What is needed:
Return the records word for word. Any pictures in them are not part of the copy.

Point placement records
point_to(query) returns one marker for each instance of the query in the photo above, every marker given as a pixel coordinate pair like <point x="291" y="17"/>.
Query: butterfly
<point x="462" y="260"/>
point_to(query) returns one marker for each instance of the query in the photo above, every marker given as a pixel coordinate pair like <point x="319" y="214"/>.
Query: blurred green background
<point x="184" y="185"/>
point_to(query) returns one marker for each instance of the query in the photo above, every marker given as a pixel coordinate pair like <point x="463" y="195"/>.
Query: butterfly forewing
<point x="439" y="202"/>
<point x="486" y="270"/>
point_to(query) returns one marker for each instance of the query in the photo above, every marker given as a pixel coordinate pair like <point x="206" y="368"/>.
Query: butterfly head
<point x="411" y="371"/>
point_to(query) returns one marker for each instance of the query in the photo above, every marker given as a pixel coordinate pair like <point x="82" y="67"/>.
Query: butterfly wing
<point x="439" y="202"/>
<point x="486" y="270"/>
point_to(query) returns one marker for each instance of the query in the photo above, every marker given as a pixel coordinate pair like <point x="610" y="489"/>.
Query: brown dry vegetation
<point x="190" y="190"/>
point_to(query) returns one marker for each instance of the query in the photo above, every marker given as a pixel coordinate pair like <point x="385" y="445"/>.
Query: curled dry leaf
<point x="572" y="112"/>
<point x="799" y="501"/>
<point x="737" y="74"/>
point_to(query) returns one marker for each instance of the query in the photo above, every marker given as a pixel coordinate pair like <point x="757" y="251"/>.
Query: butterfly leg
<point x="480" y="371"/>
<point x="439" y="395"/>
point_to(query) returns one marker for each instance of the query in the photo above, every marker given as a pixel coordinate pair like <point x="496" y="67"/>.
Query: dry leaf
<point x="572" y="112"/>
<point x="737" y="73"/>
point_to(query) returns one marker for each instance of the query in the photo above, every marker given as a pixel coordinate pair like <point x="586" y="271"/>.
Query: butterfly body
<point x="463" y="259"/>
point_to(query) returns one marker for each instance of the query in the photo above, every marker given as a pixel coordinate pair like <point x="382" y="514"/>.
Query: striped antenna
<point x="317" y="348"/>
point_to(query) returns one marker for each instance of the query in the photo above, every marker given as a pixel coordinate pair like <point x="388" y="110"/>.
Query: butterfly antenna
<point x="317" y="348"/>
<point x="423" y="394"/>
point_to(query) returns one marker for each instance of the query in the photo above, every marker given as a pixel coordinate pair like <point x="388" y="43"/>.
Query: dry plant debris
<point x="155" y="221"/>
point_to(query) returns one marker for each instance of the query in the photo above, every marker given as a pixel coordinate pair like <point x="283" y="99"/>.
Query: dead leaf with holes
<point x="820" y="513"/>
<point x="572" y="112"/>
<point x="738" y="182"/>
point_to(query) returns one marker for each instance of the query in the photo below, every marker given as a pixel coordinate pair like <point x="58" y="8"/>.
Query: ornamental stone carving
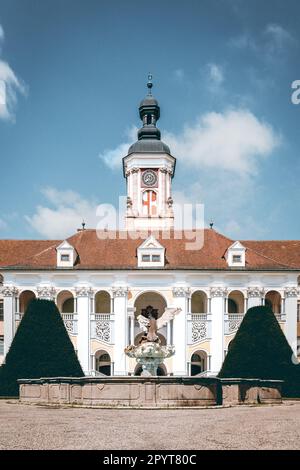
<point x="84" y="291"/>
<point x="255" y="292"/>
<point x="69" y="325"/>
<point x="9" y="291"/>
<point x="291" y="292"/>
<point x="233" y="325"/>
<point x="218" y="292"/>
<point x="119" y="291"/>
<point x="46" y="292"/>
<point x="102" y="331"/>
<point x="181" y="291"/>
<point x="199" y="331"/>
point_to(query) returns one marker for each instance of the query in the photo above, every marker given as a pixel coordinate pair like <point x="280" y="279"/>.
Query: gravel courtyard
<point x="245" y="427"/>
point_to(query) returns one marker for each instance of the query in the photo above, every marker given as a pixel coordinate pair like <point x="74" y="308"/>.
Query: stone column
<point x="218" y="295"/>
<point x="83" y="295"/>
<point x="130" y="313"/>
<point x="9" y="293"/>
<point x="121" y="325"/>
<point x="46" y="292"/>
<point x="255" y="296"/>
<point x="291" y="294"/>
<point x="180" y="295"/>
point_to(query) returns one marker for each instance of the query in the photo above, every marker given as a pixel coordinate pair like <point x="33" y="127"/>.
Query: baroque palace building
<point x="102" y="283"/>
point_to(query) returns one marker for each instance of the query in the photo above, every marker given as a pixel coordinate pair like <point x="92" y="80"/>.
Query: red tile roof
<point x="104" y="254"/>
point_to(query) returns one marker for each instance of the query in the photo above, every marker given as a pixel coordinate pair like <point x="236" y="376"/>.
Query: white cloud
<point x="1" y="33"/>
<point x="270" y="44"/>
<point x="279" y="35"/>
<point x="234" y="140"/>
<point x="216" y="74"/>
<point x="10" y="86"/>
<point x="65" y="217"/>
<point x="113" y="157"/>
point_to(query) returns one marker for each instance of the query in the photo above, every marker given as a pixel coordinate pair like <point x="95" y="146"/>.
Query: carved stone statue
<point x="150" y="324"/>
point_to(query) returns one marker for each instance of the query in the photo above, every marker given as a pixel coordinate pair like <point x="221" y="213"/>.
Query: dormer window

Task answer:
point_to(query) returns one marker for each instance of the query in the photo above, every marker given as a pixel coordinate pair like <point x="291" y="17"/>.
Query: butterfly
<point x="462" y="260"/>
point_to(query) returns one marker for each instance of the query in the photo above, every marker given as a pixel coordinate pair like <point x="319" y="214"/>.
Query: blurred green background
<point x="184" y="185"/>
point_to(query) returns one marker for each instance of the query in the photo above, every marker given as a pixel coordinate pair like <point x="463" y="195"/>.
Query: butterfly forewing
<point x="439" y="202"/>
<point x="486" y="270"/>
point_to(query) returns one marker for each instance of the query in the photo above, every marker given as a pixel coordinate pair like <point x="206" y="368"/>.
Query: butterfly head
<point x="411" y="371"/>
point_to(query) returns one marker for each instance of the query in the photo above, every marker given as a pixel coordinate pair like <point x="82" y="67"/>.
Query: butterfly wing
<point x="439" y="202"/>
<point x="486" y="270"/>
point_to(query) returns one marker for each instance of the query in the photo above, every marker given as a pixel coordinate pair like <point x="610" y="489"/>.
Query: brown dry vegetation
<point x="190" y="190"/>
point_to(query) returns one marker for each instance of the query in the photo above, every marker given as a pixel coordinate pair like <point x="385" y="445"/>.
Query: curled dry leaf
<point x="572" y="112"/>
<point x="799" y="501"/>
<point x="737" y="74"/>
point_to(query) returns one marker for each instance of the query in the photo above, every marker given as a pixel coordinate pair like <point x="757" y="251"/>.
Query: butterfly leg
<point x="480" y="371"/>
<point x="439" y="395"/>
point_to(query) returns one marker for each instance of the query in the photo above, every marker given as a pixel coordinate pair like <point x="496" y="67"/>.
Query: dry leaf
<point x="572" y="112"/>
<point x="737" y="73"/>
point_to(query) returns one marker for each instance of the query in the photo above, every marker given as a pixel coordinate pair like <point x="586" y="271"/>.
Query: butterfly body
<point x="463" y="259"/>
point_to(query) returns one marker for each instance of the query in the photo above, every marker given as a pixel coordinate pair like <point x="382" y="514"/>.
Query: striped antenna
<point x="317" y="348"/>
point_to(query) returns one marker for each instance of the query in the photo above, every marker given as a pixel coordinate pair like <point x="388" y="110"/>.
Query: butterfly antenna
<point x="317" y="348"/>
<point x="423" y="394"/>
point_to(query) returns one marker for each instance of the query in the photo above, every marker given as a pixel coordinate pair like <point x="388" y="43"/>.
Query: dry plant debris
<point x="155" y="221"/>
point_to(query) returns one marker for each instance of the query in the photo above, every marker given as a pixel coordinate pair like <point x="283" y="99"/>.
Query: dead leaf with holes
<point x="820" y="513"/>
<point x="572" y="112"/>
<point x="738" y="182"/>
point_to(query) returns one marker for each instance of the query in the photo below, every marker given as a pixel coordinate pair like <point x="58" y="8"/>.
Query: ornamental stone carving
<point x="84" y="291"/>
<point x="255" y="292"/>
<point x="69" y="325"/>
<point x="9" y="291"/>
<point x="291" y="292"/>
<point x="233" y="325"/>
<point x="218" y="292"/>
<point x="119" y="291"/>
<point x="46" y="292"/>
<point x="102" y="331"/>
<point x="181" y="291"/>
<point x="199" y="331"/>
point_to(query) returns one marker for each instance of the query in the photo above, every marker given as a pixel coordinate pair like <point x="280" y="279"/>.
Query: gravel courtyard
<point x="245" y="427"/>
point_to(query) returns one marker for each instance of the query in the photo above, every marker given as a pixel coordinate pair like <point x="74" y="308"/>.
Query: stone column
<point x="218" y="295"/>
<point x="83" y="295"/>
<point x="130" y="313"/>
<point x="9" y="293"/>
<point x="121" y="325"/>
<point x="46" y="292"/>
<point x="255" y="296"/>
<point x="291" y="294"/>
<point x="180" y="295"/>
point_to(query) returns one marker for each instance of the query in the photo above, every marker given as a pixel coordinate pair like <point x="33" y="127"/>.
Query: baroque palace building
<point x="102" y="283"/>
point_to(query) returns one marker for each instance of the query in the photo above, every marker given as a pixel coordinate pair like <point x="92" y="80"/>.
Query: red tile roof
<point x="104" y="254"/>
point_to(query) returns one marker for each instance of the query in the photo above, every marker given as a pixel coordinate pair like <point x="236" y="376"/>.
Query: white cloud
<point x="1" y="33"/>
<point x="270" y="44"/>
<point x="279" y="35"/>
<point x="234" y="140"/>
<point x="216" y="74"/>
<point x="10" y="86"/>
<point x="65" y="217"/>
<point x="113" y="157"/>
point_to(query) returns one marker for each instance of the query in the photo above, every marker given as a pixel coordinate pair like <point x="95" y="146"/>.
Query: carved stone statue
<point x="150" y="324"/>
point_to(query) returns one marker for each instance of the query in the photo above, every marker given as a pixel coordinate pair like <point x="221" y="213"/>.
Query: dormer window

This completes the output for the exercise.